• [Trecho do documento]
Além disso, pretende-se estudar alternativas de sistemas eleitorais no Direito Comparado que poderiam ser mais favoráveis à implementação de políticas afirmativas efetivas para a concretização do ideal de uma democracia paritária e inclusiva no Brasil, posto que, como será demonstrado adiante, o modelo atualmente adotado na legislação brasileira está longe de alcançar resultados satisfatórios.
1. DIREITOS POLÍTICOS DAS MULHERES NO DIREITO INTERNACIONAL
Em setembro de 2015, por ocasião da celebração do 70º aniversário da Organização das Nações Unidas (ONU), 193 Estados-membros reunidos em Nova Iorque acordaram em fixar 17 novos Objetivos de Desenvolvimento Sustentável com 169 metas integradas e indivisíveis, em um plano de ação global a ser implementado até 2030.
Ao justificar a inclusão da igualdade de gênero como um dos Objetivos de Desenvolvimento Sustentável (ODS) a serem atingidos para a Agenda 2030, a ONU entendeu que não é possível pensar em sustentabilidade quando ainda se nega a metade da humanidade o gozo de seus plenos direitos e oportunidades, inclusive no que se refere à participação política. É o que se extrai do seguinte trecho do documento "Transformando o Nosso Mundo: A Agenda 2030 para o Desenvolvimento Sustentável":
A efetivação da igualdade de gênero e o empoderamento das mulheres e meninas dará uma contribuição essencial para o progresso em todos os Objetivos e metas. Alcançar o potencial humano e do desenvolvimento sustentável não é possível se para metade da humanidade continuam a ser negados seus plenos direitos humanos e oportunidades. Mulheres e meninas devem gozar de igualdade de acesso à educação de qualidade, recursos econômicos e participação política, bem como a igualdade de oportunidades com os homens e meninos em termos de emprego, liderança e tomada de decisões em todos os níveis. Vamos trabalhar para um aumento significativo dos investimentos para superar o hiato de gênero e fortalecer o apoio a instituições em relação à igualdade de gênero e o empoderamento das mulheres nos âmbitos global, regional e nacional. Todas as formas de discriminação e violência contra as mulheres e meninas serão eliminadas, incluindo por meio do engajamento de homens e meninos. A integração sistemática da perspectiva de gênero na implementação da Agenda é crucial.
Note-se que a integração sistemática da perspectiva de gênero na implementação de todos os demais objetivos e metas da Agenda 2030 é vista como crucial para o seu sucesso, nas três dimensões de desenvolvimento sustentável almejadas: econômica, social e ambiental.

• [Objetivo] Reescreva em forma de lista o parágrafo do trecho acima que começa com "Em setembro de 2015", mantendo seus fatos principais.

• [Dados registrados]

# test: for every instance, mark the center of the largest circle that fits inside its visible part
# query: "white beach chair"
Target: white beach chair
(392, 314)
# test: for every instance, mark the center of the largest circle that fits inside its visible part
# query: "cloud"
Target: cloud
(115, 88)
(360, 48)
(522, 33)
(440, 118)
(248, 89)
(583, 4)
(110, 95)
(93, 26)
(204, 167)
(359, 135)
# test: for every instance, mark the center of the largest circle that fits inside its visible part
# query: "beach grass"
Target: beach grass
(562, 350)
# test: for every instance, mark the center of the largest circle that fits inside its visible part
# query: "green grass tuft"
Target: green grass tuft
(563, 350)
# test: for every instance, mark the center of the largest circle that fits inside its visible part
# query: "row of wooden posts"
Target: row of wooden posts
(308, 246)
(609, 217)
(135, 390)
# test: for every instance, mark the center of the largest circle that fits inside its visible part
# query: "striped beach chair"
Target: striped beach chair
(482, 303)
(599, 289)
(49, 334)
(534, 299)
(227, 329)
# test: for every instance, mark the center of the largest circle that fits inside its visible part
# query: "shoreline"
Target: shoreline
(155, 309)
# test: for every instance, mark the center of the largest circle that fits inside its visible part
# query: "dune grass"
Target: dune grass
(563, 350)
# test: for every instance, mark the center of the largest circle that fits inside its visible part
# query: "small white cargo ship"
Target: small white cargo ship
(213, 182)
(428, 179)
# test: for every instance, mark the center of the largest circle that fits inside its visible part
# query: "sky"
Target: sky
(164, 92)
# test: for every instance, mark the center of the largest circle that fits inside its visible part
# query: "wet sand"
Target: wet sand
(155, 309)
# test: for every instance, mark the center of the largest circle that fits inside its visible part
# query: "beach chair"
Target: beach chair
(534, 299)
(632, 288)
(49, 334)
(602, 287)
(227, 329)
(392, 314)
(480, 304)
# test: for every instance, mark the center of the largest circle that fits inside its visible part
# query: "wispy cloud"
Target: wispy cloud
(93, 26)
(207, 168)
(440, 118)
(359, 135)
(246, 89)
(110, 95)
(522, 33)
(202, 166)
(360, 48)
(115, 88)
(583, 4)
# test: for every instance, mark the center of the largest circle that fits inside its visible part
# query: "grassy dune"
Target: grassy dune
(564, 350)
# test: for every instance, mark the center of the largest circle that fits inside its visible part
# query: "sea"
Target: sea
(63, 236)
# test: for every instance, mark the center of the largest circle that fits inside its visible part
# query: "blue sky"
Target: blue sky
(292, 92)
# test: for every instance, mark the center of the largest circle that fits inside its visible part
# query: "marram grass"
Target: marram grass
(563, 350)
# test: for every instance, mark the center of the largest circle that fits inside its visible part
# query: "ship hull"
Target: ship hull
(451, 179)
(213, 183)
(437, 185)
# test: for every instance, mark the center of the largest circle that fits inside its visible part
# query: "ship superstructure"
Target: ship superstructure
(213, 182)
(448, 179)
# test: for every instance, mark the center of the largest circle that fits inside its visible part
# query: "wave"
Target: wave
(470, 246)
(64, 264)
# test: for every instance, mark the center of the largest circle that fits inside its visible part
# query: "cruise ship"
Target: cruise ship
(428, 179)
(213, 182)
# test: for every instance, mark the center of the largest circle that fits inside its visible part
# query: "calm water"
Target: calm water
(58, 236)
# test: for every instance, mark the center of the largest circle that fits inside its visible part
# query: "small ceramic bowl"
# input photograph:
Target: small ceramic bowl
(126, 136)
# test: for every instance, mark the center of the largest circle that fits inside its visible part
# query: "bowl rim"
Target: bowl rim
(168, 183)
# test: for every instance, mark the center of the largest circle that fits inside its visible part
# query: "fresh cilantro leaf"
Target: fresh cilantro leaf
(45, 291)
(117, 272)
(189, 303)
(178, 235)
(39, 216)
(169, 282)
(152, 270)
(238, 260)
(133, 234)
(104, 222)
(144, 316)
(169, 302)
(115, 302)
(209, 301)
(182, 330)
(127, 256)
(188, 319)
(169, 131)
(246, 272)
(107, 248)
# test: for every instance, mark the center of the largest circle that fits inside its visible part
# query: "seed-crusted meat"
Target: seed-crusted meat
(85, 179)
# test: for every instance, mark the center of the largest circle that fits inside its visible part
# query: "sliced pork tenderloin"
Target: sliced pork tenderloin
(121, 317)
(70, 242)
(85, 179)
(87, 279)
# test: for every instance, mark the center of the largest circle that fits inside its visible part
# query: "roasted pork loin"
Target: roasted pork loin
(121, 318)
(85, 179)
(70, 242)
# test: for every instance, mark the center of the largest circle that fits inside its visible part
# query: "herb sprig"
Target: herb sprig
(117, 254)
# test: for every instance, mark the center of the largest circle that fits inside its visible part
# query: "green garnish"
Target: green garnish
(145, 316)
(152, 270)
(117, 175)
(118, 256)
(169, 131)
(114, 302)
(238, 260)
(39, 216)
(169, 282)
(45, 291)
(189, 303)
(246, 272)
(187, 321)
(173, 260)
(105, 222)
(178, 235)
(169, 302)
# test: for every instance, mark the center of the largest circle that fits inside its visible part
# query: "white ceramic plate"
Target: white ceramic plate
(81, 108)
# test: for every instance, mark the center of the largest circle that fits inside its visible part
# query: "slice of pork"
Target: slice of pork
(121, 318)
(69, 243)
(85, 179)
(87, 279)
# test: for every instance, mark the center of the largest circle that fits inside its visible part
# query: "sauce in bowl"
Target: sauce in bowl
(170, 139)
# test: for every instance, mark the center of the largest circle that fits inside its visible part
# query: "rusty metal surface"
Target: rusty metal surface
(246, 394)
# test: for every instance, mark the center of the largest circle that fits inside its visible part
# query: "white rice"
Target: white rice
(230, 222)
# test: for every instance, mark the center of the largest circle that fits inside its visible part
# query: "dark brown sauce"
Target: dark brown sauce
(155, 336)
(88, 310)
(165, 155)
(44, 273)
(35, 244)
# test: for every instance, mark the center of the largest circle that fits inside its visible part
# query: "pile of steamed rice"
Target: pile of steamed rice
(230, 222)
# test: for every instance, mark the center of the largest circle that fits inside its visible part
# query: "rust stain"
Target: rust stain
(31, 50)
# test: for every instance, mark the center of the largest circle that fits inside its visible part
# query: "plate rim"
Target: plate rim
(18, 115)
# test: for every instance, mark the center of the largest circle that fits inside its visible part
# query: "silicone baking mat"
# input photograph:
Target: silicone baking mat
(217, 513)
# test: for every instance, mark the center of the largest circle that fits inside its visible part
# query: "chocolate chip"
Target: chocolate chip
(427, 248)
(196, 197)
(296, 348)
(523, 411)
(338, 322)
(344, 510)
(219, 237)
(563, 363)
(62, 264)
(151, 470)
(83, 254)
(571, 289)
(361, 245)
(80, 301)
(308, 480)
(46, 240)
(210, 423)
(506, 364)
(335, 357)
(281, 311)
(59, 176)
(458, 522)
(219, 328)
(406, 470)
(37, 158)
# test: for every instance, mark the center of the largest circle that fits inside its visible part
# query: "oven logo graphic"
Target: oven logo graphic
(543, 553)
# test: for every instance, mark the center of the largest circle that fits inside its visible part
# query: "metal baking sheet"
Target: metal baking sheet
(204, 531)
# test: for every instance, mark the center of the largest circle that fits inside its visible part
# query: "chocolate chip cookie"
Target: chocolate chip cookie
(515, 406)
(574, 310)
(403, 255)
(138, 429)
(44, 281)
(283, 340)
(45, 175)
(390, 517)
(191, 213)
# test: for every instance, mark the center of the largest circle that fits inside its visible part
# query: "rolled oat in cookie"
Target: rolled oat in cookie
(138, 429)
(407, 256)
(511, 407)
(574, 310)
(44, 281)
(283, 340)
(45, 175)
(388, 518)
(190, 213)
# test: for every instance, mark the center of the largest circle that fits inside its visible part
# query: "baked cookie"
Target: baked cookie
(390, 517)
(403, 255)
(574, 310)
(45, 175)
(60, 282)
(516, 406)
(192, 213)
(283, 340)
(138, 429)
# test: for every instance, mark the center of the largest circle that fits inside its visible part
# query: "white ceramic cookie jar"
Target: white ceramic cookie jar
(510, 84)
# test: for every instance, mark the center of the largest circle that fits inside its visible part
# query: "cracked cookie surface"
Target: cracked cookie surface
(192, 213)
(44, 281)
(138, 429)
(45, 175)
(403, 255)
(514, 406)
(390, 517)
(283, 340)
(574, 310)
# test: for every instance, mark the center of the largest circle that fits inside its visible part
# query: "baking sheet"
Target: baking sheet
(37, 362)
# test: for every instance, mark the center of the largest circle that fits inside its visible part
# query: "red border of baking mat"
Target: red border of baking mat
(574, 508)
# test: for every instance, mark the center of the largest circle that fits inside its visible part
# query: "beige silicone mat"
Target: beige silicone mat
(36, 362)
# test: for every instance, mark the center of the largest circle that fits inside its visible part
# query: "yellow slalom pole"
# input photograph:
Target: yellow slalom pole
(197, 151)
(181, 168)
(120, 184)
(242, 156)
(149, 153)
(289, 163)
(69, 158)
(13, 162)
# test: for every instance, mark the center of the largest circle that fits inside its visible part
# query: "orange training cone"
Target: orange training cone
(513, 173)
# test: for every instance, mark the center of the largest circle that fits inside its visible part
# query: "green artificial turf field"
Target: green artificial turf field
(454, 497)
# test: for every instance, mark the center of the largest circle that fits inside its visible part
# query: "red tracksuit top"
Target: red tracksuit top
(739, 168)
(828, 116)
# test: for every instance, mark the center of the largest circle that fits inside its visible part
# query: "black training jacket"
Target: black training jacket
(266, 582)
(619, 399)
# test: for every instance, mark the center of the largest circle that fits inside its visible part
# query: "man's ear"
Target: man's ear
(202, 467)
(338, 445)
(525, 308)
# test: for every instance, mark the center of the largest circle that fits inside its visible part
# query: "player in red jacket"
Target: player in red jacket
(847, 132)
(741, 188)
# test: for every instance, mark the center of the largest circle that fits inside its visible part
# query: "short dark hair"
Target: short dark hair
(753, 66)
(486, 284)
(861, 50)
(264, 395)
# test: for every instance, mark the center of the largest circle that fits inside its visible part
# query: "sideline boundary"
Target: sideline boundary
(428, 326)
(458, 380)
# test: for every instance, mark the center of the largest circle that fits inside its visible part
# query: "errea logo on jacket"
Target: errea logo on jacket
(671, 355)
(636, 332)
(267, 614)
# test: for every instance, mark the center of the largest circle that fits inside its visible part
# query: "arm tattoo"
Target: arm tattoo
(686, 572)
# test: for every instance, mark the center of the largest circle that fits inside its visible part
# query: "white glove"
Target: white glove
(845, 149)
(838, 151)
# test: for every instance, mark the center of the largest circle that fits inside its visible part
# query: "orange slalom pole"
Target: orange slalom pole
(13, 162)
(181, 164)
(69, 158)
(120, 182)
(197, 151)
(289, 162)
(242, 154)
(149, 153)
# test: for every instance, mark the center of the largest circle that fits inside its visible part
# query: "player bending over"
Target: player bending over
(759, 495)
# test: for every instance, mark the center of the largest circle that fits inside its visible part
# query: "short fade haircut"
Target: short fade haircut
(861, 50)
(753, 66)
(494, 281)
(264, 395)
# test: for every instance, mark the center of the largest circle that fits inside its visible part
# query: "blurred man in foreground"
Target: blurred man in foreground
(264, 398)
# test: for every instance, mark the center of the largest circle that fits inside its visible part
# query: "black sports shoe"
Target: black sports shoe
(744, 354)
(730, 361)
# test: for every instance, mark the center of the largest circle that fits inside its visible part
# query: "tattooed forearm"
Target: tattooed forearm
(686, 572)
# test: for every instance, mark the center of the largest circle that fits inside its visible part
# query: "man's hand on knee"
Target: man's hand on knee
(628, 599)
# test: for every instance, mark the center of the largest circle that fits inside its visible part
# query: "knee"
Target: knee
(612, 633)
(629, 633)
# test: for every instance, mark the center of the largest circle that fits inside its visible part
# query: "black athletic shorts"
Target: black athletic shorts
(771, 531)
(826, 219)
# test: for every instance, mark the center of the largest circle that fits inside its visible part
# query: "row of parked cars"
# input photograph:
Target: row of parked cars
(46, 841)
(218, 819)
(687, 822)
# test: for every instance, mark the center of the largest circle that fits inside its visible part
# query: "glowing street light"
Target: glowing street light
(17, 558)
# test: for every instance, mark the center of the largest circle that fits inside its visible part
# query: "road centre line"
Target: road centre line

• [Resultado da tarefa]
- Data: setembro de 2015, no 70º aniversário da Organização das Nações Unidas (ONU).
- Participantes: 193 Estados-membros reunidos em Nova Iorque.
- Acordo: 17 novos Objetivos de Desenvolvimento Sustentável, com 169 metas integradas e indivisíveis.
- Forma e prazo: plano de ação global a ser implementado até 2030.